● Exercise prompt
All entries below are to be returned exactly, with pictures left out.

Stored data entries

- - -

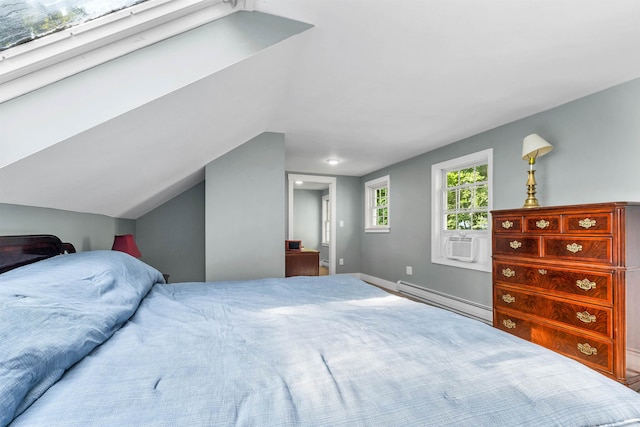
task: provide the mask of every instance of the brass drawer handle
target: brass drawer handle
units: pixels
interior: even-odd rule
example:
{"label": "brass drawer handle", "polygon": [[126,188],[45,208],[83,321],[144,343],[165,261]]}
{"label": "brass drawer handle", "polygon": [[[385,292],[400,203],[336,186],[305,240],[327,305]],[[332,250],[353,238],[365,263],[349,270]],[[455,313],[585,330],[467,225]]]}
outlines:
{"label": "brass drawer handle", "polygon": [[591,289],[596,288],[596,282],[592,282],[591,280],[585,278],[582,280],[576,280],[576,286],[585,291],[590,291]]}
{"label": "brass drawer handle", "polygon": [[584,353],[587,356],[595,356],[598,354],[598,349],[595,347],[591,347],[589,343],[578,343],[578,350],[580,350],[581,353]]}
{"label": "brass drawer handle", "polygon": [[516,301],[516,297],[513,297],[510,294],[504,294],[502,295],[502,301],[506,302],[507,304],[511,304],[512,302]]}
{"label": "brass drawer handle", "polygon": [[513,276],[515,276],[515,275],[516,275],[516,272],[515,272],[515,271],[513,271],[513,270],[512,270],[512,269],[510,269],[510,268],[504,268],[504,269],[502,269],[502,275],[503,275],[504,277],[513,277]]}
{"label": "brass drawer handle", "polygon": [[576,317],[584,323],[595,323],[596,322],[596,315],[595,314],[589,314],[588,311],[580,311],[578,313],[576,313]]}
{"label": "brass drawer handle", "polygon": [[518,249],[522,247],[522,242],[514,240],[513,242],[509,242],[509,246],[511,246],[511,249]]}
{"label": "brass drawer handle", "polygon": [[572,243],[570,245],[567,245],[567,250],[575,254],[576,252],[580,252],[582,250],[582,245],[579,245],[577,243]]}
{"label": "brass drawer handle", "polygon": [[504,319],[502,321],[502,324],[504,325],[505,328],[507,329],[515,329],[516,324],[515,322],[513,322],[511,319]]}
{"label": "brass drawer handle", "polygon": [[513,222],[511,222],[511,221],[503,221],[502,222],[502,228],[508,230],[511,227],[513,227]]}
{"label": "brass drawer handle", "polygon": [[544,219],[541,219],[540,221],[536,221],[536,227],[538,228],[547,228],[549,226],[549,221],[545,221]]}
{"label": "brass drawer handle", "polygon": [[538,270],[538,273],[540,273],[540,274],[542,274],[544,276],[545,274],[547,274],[547,270],[545,270],[544,268],[541,268],[541,269]]}
{"label": "brass drawer handle", "polygon": [[588,230],[596,225],[596,220],[590,218],[581,219],[580,221],[578,221],[578,225]]}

- - -

● Answer
task: provide the mask of every instance of the brass drawer handle
target: brass drawer handle
units: pixels
interior: even-odd rule
example:
{"label": "brass drawer handle", "polygon": [[126,188],[45,208],[83,321],[144,343],[165,261]]}
{"label": "brass drawer handle", "polygon": [[[385,292],[400,203],[336,186],[305,240],[327,305]],[[332,250],[353,238],[365,263],[349,270]],[[455,313],[585,330],[467,225]]]}
outlines:
{"label": "brass drawer handle", "polygon": [[591,289],[596,288],[596,282],[592,282],[591,280],[585,278],[582,280],[576,280],[576,286],[585,291],[590,291]]}
{"label": "brass drawer handle", "polygon": [[584,353],[587,356],[595,356],[598,354],[598,349],[595,347],[591,347],[589,343],[578,343],[578,350],[580,350],[581,353]]}
{"label": "brass drawer handle", "polygon": [[516,301],[516,297],[513,297],[510,294],[504,294],[502,295],[502,301],[506,302],[507,304],[511,304],[512,302]]}
{"label": "brass drawer handle", "polygon": [[513,276],[515,276],[515,275],[516,275],[516,272],[515,272],[515,271],[513,271],[513,270],[512,270],[512,269],[510,269],[510,268],[504,268],[504,269],[502,269],[502,275],[503,275],[504,277],[513,277]]}
{"label": "brass drawer handle", "polygon": [[576,317],[584,323],[595,323],[596,322],[596,315],[595,314],[589,314],[588,311],[580,311],[578,313],[576,313]]}
{"label": "brass drawer handle", "polygon": [[518,249],[522,247],[522,242],[514,240],[513,242],[509,242],[509,246],[511,246],[511,249]]}
{"label": "brass drawer handle", "polygon": [[572,243],[570,245],[567,245],[567,250],[575,254],[576,252],[580,252],[582,250],[582,245],[579,245],[577,243]]}
{"label": "brass drawer handle", "polygon": [[504,319],[502,321],[502,324],[504,325],[505,328],[507,329],[515,329],[516,324],[515,322],[513,322],[511,319]]}
{"label": "brass drawer handle", "polygon": [[513,222],[511,222],[511,221],[503,221],[502,222],[502,228],[508,230],[511,227],[513,227]]}
{"label": "brass drawer handle", "polygon": [[544,219],[541,219],[540,221],[536,221],[536,227],[538,228],[547,228],[549,226],[549,221],[545,221]]}
{"label": "brass drawer handle", "polygon": [[538,270],[538,273],[540,273],[540,274],[542,274],[544,276],[545,274],[547,274],[547,270],[545,270],[544,268],[541,268],[541,269]]}
{"label": "brass drawer handle", "polygon": [[588,230],[596,225],[596,220],[590,218],[581,219],[580,221],[578,221],[578,225]]}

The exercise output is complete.